» **Exercise**: List every line in the records below that contains the word "light".

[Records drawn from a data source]
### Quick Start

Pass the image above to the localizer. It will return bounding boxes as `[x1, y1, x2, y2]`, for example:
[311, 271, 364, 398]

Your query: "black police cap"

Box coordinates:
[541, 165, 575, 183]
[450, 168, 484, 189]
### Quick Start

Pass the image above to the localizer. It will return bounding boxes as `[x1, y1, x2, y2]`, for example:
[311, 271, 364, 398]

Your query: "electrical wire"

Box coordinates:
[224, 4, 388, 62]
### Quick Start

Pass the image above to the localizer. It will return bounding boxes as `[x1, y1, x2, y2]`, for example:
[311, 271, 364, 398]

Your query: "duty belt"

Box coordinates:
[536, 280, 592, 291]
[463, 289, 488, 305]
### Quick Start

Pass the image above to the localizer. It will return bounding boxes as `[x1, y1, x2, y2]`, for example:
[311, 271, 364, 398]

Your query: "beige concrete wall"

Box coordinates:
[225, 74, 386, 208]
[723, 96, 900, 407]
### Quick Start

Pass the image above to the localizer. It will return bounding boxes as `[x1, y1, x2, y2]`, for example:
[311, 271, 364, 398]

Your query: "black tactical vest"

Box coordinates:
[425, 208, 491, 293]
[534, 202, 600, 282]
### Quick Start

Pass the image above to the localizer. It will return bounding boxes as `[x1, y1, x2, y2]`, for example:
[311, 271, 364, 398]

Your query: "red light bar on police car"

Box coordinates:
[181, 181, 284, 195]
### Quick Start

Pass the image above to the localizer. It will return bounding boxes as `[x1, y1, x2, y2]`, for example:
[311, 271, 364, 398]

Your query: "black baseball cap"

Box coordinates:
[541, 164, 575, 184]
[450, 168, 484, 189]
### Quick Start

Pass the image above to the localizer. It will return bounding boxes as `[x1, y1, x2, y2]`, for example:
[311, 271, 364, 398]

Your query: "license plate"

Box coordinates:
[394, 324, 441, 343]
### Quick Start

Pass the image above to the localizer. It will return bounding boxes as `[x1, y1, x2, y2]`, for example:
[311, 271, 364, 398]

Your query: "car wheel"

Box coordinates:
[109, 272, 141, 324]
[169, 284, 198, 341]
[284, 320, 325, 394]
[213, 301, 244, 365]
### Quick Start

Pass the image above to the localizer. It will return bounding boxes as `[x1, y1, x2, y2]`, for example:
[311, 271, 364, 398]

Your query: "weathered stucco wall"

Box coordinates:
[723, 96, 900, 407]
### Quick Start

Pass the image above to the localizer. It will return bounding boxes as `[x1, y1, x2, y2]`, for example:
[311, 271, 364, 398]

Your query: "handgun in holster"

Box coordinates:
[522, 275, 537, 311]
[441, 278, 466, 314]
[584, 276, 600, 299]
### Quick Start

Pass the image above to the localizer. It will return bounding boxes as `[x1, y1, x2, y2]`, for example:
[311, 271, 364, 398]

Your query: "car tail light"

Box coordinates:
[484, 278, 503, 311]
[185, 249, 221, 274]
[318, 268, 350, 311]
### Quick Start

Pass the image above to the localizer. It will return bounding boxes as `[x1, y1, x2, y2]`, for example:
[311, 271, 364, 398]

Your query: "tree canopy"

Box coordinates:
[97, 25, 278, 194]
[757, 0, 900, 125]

» **Result**:
Your query: "red light bar on police car"
Your query: "car tail light"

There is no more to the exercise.